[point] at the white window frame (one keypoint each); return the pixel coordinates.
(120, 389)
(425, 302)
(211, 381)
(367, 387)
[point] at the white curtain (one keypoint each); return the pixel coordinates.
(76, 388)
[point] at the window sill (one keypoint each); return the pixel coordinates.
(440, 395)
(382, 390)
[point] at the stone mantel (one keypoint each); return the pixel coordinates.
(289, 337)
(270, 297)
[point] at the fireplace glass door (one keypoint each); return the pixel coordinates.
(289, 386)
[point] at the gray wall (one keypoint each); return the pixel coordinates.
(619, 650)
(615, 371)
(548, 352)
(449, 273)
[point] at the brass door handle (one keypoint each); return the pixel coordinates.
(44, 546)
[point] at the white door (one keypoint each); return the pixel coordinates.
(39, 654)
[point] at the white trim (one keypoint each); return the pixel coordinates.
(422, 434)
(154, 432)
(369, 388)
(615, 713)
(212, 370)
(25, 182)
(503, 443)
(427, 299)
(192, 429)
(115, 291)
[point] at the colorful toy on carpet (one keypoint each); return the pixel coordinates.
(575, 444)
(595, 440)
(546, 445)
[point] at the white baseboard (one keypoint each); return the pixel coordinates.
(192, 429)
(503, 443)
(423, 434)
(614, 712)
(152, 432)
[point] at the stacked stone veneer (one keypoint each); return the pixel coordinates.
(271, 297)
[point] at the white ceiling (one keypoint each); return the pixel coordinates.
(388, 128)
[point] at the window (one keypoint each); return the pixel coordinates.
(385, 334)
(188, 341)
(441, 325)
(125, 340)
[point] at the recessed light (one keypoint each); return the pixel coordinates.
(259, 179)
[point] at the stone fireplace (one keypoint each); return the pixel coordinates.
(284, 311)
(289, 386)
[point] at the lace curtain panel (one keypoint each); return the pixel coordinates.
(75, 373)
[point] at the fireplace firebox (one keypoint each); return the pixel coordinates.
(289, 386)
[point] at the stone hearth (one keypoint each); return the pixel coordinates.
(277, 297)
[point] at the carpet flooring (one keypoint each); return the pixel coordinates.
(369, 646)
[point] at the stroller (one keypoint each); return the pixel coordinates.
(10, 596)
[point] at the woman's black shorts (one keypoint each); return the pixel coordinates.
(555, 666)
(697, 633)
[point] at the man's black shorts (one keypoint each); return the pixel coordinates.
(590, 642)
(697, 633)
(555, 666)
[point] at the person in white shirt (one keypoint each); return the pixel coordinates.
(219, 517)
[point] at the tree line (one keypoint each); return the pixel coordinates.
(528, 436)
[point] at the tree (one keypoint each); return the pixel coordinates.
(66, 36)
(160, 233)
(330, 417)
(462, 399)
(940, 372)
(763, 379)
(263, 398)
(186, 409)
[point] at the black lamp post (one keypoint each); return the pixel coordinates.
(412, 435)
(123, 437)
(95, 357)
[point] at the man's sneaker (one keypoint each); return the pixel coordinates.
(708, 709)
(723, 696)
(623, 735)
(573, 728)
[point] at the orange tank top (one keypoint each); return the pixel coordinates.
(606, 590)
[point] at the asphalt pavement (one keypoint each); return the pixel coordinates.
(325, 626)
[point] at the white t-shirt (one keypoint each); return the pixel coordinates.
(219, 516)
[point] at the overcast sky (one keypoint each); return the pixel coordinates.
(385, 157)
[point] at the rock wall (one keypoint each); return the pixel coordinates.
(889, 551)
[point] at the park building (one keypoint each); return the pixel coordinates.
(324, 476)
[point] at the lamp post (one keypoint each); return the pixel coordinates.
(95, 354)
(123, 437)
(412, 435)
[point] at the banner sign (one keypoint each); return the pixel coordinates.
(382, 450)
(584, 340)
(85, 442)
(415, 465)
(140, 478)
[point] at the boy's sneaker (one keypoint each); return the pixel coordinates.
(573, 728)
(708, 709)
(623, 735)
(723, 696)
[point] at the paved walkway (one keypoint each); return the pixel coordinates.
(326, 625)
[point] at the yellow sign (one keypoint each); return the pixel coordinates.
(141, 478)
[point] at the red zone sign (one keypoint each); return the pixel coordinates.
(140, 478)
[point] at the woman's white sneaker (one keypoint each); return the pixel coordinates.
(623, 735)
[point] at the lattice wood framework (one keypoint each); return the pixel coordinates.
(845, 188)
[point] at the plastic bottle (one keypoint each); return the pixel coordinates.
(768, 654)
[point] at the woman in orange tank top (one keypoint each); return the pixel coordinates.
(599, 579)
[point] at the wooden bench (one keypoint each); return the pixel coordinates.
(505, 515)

• • • • •

Rewrite all of the items above, replacing every "pixel coordinates" with "image coordinates" and leaving everything else unchanged.

__TASK RESPONSE__.
[point] at the white window frame (one keypoint each); return the image coordinates.
(120, 389)
(425, 302)
(211, 381)
(367, 387)
[point] at the white curtain (one keypoint each); return the image coordinates.
(76, 388)
[point] at the window sill (one keypoint each); return the image coordinates.
(440, 395)
(382, 390)
[point] at the stone mantel (one keypoint each); return the image coordinates.
(289, 337)
(270, 297)
[point] at the fireplace glass door (one keypoint each); return the image coordinates.
(289, 386)
[point] at the gray wall (one keypoint each); return the image coordinates.
(619, 650)
(615, 371)
(548, 352)
(449, 273)
[point] at the brass door handle (one keypoint each); return the image coordinates.
(44, 546)
[point] at the white door (one keypoint each); return the image coordinates.
(39, 654)
[point] at the white trim (one keypoint each); return the image coordinates.
(422, 434)
(154, 432)
(369, 388)
(615, 713)
(212, 370)
(25, 182)
(503, 443)
(427, 299)
(192, 429)
(115, 291)
[point] at the colorful toy on carpet (one keypoint each); return the image coordinates.
(575, 444)
(595, 440)
(546, 445)
[point] at the white baseboard (one keypoint each); return the image coordinates.
(192, 429)
(503, 443)
(423, 434)
(614, 712)
(152, 432)
[point] at the stacked stone veneer (one keypoint each); return the image coordinates.
(271, 297)
[point] at the white ceiling (one keypoint each); return the image coordinates.
(388, 128)
[point] at the window (one keypoint each); return the image coordinates.
(385, 334)
(188, 341)
(441, 325)
(125, 340)
[point] at the recessed light (one keypoint each); return the image coordinates.
(259, 179)
[point] at the stone fireplace (one keypoint each); return the image coordinates.
(284, 311)
(289, 386)
[point] at the lace curtain panel (one keypoint each); return the image coordinates.
(75, 373)
[point] at the fireplace firebox (one keypoint each); return the image coordinates.
(289, 386)
[point] at the stone hearth (one keypoint each); return the image coordinates.
(277, 297)
[point] at the carpet flooring (one keypoint each); return the image coordinates.
(369, 646)
[point] at the stroller (one keypoint each); return the image coordinates.
(10, 596)
[point] at the woman's black shorts (one keypoint each); return the image coordinates.
(555, 666)
(697, 633)
[point] at the man's black shorts (one keypoint each); return the image coordinates.
(590, 642)
(697, 633)
(555, 666)
[point] at the person in white shirt (one keypoint each); return the image coordinates.
(219, 517)
[point] at the tree line (one keypoint each); return the image coordinates.
(528, 436)
[point] at the tree (one keypoint each); return the image coordinates.
(66, 36)
(160, 233)
(330, 417)
(462, 399)
(940, 372)
(763, 379)
(263, 398)
(186, 409)
[point] at the black lamp post (one keypoint each); return the image coordinates.
(412, 435)
(123, 437)
(95, 357)
[point] at the man's sneaker (one keypoint each); return the image coordinates.
(708, 709)
(723, 696)
(623, 735)
(573, 728)
[point] at the orange tank top (one keypoint each); return the image coordinates.
(606, 590)
[point] at the asphalt pavement (one keypoint each); return the image coordinates.
(325, 626)
[point] at the white t-shirt (one keypoint each); return the image coordinates.
(219, 516)
[point] at the overcast sky (one keypoint each); return the image coordinates.
(385, 157)
[point] at the rock wall (one keypoint each); return the image coordinates.
(889, 551)
[point] at the park building (one keypoint each); return the image coordinates.
(324, 476)
[point] at the lamp post (one keypoint each); return the image coordinates.
(95, 354)
(123, 437)
(412, 435)
[point] at the banner sign (one keypoint each); return the image coordinates.
(382, 450)
(584, 340)
(85, 442)
(415, 465)
(140, 478)
[point] at the boy's sneaker (one keypoint each); return the image coordinates.
(573, 728)
(708, 709)
(623, 735)
(723, 696)
[point] at the paved walkway (one keypoint each); return the image coordinates.
(326, 625)
[point] at the yellow sign (one keypoint each); return the image coordinates.
(141, 478)
[point] at the red zone sign (one keypoint each); return the image coordinates.
(140, 478)
[point] at the woman's white sneaker (one keypoint each); return the image coordinates.
(623, 735)
[point] at the lattice wood framework (one keypoint each); return the image coordinates.
(845, 188)
[point] at the plastic bottle (one keypoint each); return the image coordinates.
(768, 654)
[point] at the woman in orange tank top (one keypoint each); return the image coordinates.
(599, 579)
[point] at the wooden bench (one keypoint each); return the image coordinates.
(505, 515)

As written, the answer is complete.